Stated goal.
In the listing below, render every line from the one containing "identify the crushed" through the one containing "[[116, 89], [743, 83], [964, 29], [281, 18]]", both included, as a JSON array of strings with one string per line. Leave out blank lines.
========
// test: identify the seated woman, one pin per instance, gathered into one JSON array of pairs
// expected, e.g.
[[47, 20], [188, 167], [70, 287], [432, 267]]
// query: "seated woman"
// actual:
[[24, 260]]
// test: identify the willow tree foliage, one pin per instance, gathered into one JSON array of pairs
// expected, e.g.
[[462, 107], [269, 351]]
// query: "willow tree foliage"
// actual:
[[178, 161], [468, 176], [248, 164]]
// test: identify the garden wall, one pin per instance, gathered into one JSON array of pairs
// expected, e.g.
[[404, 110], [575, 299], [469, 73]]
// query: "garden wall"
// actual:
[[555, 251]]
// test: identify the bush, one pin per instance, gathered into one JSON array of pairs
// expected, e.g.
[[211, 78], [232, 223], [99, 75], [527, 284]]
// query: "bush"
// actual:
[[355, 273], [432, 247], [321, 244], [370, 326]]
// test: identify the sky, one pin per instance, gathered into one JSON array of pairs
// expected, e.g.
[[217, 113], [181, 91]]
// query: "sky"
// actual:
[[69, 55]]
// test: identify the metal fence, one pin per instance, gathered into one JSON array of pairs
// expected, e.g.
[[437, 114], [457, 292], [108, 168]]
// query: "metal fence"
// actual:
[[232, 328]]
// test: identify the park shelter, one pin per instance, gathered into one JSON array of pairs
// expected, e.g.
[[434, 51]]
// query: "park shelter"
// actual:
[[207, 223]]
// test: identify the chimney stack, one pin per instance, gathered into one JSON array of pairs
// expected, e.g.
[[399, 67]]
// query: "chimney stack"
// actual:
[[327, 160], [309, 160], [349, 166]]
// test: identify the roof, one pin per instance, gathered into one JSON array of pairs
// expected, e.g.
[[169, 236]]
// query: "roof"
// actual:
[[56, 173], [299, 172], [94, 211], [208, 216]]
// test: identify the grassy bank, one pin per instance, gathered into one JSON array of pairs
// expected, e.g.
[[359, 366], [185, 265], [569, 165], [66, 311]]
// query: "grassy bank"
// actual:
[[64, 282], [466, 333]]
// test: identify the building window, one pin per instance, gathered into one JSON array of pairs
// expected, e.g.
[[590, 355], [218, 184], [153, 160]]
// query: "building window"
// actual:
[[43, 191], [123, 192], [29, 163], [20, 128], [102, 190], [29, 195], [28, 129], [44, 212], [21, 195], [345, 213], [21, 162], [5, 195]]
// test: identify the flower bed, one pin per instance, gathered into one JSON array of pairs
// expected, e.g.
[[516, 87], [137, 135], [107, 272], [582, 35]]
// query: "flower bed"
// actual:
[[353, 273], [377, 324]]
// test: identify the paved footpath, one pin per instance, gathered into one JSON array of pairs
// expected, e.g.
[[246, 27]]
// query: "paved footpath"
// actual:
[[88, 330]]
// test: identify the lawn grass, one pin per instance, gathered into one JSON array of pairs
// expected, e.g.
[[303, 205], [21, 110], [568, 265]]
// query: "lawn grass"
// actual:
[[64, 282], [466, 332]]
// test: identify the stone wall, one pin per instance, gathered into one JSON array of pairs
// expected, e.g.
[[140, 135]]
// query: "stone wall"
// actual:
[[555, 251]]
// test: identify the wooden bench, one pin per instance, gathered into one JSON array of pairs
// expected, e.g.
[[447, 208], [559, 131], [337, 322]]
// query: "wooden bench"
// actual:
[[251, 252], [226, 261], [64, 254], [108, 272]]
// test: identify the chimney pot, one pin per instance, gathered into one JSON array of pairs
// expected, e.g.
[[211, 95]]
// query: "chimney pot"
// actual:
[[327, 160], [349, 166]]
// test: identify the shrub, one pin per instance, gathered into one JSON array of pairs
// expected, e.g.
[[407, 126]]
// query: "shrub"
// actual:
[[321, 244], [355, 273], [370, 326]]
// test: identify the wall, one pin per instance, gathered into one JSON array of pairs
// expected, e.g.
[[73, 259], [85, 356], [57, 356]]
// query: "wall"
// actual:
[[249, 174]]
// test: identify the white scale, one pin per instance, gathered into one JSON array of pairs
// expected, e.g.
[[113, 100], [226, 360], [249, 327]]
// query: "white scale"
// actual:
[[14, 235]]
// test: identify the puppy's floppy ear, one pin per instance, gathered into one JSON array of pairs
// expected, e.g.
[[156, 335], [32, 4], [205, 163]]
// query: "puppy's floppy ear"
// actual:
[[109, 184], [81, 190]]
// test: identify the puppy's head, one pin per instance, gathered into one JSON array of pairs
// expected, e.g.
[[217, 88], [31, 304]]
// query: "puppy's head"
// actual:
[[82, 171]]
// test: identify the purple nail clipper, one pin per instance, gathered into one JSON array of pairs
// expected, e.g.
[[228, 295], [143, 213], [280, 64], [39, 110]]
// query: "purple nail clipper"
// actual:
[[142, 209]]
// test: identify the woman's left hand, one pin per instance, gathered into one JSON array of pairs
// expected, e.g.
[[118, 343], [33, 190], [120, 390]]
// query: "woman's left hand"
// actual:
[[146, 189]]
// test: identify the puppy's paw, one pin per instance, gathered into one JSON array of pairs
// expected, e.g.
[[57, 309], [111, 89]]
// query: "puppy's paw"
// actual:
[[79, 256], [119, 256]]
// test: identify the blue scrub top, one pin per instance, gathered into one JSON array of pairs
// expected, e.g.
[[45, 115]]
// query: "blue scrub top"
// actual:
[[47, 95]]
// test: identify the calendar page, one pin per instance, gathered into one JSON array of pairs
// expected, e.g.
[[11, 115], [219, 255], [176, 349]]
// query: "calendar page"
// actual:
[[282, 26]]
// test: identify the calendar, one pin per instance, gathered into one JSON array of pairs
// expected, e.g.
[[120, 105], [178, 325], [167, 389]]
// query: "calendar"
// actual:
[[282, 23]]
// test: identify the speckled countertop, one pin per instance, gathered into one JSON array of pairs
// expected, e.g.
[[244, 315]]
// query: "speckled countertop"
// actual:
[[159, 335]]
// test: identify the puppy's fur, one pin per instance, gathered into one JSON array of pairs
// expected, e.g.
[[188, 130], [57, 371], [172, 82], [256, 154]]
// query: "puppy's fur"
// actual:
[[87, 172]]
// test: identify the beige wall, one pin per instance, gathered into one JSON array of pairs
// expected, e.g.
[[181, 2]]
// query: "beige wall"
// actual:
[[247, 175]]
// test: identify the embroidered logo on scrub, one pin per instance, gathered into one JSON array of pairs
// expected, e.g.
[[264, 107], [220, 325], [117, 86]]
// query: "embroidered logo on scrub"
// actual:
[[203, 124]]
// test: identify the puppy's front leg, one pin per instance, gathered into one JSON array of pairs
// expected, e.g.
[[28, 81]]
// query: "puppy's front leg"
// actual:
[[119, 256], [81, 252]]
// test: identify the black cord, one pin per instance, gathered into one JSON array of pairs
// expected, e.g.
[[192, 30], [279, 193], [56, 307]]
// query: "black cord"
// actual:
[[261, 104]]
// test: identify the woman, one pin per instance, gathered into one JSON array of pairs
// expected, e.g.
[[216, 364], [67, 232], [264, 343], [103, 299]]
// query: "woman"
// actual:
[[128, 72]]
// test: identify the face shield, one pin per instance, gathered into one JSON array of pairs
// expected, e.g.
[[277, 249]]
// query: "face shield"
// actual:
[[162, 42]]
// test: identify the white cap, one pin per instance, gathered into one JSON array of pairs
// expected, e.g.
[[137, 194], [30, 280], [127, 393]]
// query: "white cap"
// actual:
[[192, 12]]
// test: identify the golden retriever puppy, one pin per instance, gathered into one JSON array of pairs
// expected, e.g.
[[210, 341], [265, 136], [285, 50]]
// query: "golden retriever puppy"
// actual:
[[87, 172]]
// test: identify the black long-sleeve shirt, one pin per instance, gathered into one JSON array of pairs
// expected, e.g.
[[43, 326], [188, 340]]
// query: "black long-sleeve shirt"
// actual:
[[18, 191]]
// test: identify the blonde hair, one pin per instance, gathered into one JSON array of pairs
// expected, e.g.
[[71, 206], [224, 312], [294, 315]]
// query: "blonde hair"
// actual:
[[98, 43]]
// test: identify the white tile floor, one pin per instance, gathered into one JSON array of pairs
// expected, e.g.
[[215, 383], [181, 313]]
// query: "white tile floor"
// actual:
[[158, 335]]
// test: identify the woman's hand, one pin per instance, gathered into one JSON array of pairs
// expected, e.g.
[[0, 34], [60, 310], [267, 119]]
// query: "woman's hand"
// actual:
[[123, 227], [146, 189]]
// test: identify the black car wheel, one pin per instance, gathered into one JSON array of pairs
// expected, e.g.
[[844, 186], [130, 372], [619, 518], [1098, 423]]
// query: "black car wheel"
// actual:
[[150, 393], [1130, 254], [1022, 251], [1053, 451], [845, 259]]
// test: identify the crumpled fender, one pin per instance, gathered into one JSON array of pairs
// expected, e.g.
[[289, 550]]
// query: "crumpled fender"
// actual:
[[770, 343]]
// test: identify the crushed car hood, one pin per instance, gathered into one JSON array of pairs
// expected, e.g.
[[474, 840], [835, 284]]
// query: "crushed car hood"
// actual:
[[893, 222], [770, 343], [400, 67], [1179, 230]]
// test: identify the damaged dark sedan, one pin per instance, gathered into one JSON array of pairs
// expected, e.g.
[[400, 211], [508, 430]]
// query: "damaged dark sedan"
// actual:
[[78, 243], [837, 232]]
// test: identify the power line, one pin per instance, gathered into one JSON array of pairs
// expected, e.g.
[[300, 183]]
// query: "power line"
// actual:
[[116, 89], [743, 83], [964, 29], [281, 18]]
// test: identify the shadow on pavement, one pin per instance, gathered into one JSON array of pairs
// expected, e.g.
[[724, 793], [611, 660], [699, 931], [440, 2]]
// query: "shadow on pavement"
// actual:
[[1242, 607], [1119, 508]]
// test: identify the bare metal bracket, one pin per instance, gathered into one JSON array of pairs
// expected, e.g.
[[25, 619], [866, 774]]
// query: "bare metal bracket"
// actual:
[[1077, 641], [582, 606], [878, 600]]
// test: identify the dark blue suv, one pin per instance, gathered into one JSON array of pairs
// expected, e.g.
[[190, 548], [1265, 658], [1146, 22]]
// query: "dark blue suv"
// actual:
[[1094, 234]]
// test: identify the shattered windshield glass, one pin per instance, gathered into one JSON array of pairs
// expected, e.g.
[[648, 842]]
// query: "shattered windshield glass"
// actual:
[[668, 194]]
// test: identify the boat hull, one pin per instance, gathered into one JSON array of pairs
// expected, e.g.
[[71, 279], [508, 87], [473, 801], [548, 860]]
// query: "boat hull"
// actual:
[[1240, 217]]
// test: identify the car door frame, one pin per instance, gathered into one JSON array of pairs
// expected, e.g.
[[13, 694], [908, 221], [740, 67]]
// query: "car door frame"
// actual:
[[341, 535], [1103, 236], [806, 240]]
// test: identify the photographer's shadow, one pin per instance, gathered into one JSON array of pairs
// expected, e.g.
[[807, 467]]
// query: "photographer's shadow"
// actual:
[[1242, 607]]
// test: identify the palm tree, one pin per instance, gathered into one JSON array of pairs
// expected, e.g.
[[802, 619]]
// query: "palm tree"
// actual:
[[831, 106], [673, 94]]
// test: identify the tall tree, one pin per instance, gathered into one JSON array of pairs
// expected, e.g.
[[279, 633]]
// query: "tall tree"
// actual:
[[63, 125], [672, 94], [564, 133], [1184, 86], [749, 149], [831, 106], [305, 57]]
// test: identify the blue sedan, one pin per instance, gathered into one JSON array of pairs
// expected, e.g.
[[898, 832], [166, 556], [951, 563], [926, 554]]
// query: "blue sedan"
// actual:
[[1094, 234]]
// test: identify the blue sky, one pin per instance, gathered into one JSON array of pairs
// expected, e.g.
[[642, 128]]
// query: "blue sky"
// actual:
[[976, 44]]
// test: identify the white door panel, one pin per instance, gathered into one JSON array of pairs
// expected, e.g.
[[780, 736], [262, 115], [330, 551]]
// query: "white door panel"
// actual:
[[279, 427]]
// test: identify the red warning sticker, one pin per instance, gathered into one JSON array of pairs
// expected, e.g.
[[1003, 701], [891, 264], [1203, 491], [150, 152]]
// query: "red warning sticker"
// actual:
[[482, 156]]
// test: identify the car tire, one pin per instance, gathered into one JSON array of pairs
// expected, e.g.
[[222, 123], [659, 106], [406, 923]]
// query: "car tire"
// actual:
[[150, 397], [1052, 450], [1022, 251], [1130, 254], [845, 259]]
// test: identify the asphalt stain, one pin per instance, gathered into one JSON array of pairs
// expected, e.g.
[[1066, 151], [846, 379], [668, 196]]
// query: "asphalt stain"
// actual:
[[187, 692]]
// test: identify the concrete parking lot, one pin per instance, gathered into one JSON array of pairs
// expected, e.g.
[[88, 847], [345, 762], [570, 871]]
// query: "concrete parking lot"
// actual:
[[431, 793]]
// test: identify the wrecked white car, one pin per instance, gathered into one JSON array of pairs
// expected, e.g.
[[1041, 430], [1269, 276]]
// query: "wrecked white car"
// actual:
========
Task output.
[
  "// test: identify the crushed car hood, one pin per instance, gathered into one JSON array of pairs",
  "// expected, e.g.",
  "[[474, 840], [835, 284]]",
  "// query: \"crushed car hood\"",
  "// actual:",
  "[[893, 222], [770, 343], [400, 67], [1179, 230]]",
  "// test: identify the damaged dark sedan, one pin per instance, gathered into one JSON array of pairs",
  "// expected, e.g.",
  "[[400, 211], [508, 430]]",
  "// query: \"damaged dark sedan\"",
  "// actual:",
  "[[78, 243], [837, 232]]",
  "// test: identify the power line, one pin per instance, gathered into one JSON array of pairs",
  "// expected, e.g.",
  "[[300, 183]]",
  "// query: \"power line\"",
  "// actual:",
  "[[116, 89], [743, 83], [964, 29], [281, 18]]"
]